EXERCISE GOAL — Which lines in the records below contain the string "black"? Return each one in full; case counts.
======
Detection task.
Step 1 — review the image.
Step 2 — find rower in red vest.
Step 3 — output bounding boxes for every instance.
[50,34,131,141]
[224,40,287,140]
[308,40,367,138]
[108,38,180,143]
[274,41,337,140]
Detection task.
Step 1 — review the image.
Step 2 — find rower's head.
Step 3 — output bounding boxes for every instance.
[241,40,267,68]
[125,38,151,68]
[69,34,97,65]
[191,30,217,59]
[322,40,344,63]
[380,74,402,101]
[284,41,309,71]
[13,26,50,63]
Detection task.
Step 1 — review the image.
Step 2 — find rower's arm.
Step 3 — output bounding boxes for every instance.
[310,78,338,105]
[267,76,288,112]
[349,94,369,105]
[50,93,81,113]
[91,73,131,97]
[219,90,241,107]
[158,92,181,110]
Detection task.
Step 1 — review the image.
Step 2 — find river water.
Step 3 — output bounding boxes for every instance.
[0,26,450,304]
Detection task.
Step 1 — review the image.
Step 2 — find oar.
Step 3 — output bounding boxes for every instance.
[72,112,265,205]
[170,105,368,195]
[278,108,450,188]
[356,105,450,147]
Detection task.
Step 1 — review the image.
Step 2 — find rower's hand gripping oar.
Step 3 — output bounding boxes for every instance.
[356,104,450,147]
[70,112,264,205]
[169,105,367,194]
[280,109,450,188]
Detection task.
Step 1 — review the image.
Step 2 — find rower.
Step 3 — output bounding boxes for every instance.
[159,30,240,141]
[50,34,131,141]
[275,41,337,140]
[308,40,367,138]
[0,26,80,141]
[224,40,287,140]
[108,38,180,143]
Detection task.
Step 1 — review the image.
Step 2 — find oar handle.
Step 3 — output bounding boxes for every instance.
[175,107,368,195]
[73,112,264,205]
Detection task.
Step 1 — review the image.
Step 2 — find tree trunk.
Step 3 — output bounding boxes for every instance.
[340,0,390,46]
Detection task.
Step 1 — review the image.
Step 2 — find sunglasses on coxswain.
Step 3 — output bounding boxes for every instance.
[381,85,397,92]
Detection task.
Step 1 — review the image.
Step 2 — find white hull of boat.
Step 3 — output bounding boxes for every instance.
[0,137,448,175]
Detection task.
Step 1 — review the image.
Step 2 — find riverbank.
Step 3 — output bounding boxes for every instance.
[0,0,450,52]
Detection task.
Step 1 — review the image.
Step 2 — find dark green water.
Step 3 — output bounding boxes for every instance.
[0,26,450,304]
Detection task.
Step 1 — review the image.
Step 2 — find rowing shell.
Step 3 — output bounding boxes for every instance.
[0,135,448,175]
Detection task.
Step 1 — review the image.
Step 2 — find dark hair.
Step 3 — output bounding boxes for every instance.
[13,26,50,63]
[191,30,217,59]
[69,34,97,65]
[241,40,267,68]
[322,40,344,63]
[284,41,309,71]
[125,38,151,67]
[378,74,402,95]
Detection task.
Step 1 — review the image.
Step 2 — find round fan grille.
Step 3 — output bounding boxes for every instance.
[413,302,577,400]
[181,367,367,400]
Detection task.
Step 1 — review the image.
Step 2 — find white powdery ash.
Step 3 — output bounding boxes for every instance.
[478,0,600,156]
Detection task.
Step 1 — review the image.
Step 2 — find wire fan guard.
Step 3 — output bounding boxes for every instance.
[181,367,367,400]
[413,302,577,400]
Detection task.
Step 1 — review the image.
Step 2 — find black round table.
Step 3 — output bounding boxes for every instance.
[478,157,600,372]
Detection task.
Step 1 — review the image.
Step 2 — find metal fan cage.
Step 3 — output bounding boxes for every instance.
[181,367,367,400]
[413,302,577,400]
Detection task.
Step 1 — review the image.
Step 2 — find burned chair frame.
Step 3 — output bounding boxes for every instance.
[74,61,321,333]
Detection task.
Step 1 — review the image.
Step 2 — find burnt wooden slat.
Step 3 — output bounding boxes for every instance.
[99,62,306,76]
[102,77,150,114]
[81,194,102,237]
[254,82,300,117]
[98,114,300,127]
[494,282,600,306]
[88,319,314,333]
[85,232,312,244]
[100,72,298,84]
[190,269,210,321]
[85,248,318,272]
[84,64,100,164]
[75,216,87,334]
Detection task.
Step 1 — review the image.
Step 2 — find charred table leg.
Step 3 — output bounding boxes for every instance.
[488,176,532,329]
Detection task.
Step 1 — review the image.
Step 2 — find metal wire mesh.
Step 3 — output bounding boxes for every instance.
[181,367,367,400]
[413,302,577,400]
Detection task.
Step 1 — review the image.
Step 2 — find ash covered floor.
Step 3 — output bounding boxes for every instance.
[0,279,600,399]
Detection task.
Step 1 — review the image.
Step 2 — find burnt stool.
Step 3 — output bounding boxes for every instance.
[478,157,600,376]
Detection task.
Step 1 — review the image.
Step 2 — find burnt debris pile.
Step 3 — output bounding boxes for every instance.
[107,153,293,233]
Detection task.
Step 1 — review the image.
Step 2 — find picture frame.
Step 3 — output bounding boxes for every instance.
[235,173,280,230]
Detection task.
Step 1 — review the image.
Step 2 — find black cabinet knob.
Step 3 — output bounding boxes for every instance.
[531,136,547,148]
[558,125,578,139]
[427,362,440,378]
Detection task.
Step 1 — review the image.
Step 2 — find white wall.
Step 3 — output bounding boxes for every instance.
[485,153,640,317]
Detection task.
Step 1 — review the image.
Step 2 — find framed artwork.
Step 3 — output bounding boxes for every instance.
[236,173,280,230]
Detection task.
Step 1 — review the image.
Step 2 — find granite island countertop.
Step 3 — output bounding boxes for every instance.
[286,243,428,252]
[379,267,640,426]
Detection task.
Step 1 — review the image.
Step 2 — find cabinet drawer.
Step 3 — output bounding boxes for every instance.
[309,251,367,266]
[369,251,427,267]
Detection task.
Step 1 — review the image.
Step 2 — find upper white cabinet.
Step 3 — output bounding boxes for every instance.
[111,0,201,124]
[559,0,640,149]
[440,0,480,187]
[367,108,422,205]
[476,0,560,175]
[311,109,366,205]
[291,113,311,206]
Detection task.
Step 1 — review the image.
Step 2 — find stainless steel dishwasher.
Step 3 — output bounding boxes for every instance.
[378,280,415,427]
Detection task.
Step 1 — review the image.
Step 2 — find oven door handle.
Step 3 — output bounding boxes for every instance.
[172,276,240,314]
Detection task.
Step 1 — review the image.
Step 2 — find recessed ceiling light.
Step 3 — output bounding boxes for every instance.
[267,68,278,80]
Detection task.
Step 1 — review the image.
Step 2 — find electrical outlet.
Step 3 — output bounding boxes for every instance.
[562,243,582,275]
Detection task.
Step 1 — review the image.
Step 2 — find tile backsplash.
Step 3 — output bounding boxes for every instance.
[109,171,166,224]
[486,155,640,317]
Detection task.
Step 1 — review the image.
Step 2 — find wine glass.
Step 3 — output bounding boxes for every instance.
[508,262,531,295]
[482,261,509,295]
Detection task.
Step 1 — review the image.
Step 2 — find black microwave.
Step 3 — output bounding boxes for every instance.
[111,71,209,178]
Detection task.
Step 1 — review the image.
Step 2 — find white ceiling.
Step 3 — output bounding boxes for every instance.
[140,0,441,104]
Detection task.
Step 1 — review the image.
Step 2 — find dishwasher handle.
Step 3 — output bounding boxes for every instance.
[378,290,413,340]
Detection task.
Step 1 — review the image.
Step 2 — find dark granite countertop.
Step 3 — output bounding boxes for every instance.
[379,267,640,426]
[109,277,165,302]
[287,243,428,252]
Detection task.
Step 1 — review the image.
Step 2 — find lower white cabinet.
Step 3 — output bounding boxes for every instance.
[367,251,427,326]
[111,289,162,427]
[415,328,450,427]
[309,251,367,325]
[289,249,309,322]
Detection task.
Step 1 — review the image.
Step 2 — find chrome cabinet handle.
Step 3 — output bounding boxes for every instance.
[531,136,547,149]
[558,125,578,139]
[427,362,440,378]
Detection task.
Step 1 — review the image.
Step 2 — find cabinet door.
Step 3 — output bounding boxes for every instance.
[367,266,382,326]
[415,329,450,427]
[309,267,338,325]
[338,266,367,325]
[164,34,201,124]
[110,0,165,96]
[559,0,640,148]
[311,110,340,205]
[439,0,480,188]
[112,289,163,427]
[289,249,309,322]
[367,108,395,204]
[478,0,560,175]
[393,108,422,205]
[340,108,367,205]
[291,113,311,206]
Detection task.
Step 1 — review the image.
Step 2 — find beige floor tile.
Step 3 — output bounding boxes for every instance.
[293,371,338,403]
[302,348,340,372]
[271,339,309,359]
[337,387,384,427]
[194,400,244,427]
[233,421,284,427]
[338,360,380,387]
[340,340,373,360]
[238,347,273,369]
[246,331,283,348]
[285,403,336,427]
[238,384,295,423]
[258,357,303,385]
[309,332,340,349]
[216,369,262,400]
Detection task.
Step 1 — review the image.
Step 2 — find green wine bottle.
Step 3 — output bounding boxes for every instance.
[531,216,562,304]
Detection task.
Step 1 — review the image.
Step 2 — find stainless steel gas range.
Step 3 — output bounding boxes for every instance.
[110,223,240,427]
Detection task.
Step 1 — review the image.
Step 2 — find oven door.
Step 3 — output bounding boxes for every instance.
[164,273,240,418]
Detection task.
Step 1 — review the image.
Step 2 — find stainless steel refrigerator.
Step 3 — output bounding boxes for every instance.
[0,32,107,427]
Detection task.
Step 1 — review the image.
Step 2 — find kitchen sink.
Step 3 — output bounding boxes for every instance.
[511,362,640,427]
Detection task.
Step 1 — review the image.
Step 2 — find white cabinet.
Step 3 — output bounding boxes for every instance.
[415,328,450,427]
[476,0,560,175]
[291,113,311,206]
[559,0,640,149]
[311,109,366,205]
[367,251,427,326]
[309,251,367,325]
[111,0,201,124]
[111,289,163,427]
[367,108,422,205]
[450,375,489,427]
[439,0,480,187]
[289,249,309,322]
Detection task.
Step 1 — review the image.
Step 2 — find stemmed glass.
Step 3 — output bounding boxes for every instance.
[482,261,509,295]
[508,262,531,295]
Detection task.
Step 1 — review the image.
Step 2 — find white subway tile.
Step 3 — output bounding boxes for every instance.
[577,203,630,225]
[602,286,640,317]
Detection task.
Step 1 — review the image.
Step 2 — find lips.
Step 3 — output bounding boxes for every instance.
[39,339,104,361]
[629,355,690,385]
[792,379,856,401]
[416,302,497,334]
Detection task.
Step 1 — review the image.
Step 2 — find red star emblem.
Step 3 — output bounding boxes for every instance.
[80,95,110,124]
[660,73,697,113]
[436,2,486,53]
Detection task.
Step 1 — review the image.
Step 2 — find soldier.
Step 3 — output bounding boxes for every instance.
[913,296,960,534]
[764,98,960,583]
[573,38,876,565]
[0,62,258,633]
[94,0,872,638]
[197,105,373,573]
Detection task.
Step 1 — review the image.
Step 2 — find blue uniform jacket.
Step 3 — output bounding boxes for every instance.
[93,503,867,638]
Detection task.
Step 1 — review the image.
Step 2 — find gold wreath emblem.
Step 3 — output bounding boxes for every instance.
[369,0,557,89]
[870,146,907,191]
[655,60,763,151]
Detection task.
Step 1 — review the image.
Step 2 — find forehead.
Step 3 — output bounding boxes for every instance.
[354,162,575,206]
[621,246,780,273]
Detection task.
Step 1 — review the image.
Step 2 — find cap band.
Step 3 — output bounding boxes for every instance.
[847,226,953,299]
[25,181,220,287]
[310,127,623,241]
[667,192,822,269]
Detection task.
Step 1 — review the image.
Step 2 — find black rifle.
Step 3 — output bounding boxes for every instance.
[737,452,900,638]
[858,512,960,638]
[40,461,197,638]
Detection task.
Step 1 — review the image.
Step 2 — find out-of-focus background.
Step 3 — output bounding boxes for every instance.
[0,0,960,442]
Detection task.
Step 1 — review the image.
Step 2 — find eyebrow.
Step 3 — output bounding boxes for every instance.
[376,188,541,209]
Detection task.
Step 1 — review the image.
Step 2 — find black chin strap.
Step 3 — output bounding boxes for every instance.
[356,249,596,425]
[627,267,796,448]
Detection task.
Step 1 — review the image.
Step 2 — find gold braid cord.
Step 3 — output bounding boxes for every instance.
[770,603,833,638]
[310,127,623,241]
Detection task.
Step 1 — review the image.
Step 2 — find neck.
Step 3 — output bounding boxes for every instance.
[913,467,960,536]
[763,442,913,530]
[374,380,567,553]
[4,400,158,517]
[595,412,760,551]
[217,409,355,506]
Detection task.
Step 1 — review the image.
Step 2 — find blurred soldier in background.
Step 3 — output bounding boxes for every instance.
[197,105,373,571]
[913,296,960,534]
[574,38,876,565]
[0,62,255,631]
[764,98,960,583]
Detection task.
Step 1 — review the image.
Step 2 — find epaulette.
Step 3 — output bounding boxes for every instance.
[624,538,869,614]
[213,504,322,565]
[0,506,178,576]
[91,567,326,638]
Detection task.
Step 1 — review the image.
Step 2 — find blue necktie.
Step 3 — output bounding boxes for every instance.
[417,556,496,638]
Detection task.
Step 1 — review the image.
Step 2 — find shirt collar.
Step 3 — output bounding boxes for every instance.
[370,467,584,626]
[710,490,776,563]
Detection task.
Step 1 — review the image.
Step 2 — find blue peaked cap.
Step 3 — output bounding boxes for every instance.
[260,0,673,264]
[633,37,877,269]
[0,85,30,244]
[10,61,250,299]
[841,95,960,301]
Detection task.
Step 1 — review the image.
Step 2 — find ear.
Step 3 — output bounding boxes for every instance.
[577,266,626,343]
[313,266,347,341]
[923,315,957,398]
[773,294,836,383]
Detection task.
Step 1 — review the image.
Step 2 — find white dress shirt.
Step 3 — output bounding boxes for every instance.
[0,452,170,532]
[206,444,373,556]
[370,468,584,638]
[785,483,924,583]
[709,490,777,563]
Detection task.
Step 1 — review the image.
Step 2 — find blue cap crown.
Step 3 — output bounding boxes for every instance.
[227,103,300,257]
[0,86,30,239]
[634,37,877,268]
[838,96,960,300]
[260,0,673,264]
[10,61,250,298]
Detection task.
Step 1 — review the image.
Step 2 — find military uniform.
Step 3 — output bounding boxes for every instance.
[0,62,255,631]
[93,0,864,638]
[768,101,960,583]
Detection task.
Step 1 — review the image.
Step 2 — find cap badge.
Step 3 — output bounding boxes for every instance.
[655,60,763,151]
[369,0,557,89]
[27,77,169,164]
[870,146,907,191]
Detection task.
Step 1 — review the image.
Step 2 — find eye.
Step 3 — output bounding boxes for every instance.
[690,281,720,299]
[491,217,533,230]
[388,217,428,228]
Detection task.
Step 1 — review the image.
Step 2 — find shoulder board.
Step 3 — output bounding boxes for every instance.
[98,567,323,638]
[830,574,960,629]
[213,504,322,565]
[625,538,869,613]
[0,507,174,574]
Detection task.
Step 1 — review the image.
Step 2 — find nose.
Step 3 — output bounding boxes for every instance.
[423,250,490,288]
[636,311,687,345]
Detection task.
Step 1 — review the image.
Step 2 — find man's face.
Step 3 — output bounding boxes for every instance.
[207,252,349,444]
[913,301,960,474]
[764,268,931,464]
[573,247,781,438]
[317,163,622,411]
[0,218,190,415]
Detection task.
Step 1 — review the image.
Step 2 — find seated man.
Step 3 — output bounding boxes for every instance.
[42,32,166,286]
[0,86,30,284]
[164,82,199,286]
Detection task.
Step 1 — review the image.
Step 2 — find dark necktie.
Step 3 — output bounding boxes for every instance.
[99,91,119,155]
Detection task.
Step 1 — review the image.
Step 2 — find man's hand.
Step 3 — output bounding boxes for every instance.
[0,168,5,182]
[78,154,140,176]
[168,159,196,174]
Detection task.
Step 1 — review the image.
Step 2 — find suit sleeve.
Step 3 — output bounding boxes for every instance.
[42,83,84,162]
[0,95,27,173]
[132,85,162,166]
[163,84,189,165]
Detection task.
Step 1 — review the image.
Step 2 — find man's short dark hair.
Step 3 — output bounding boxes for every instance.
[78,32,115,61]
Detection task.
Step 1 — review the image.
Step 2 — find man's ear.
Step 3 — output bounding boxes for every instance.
======
ANSWER FOR THIS EXERCISE —
Step 2 — find black round table.
Step 2 — find black cabinet knob.
Step 2 — find black microwave.
Step 2 — find black rifle.
Step 2 — find black chin strap.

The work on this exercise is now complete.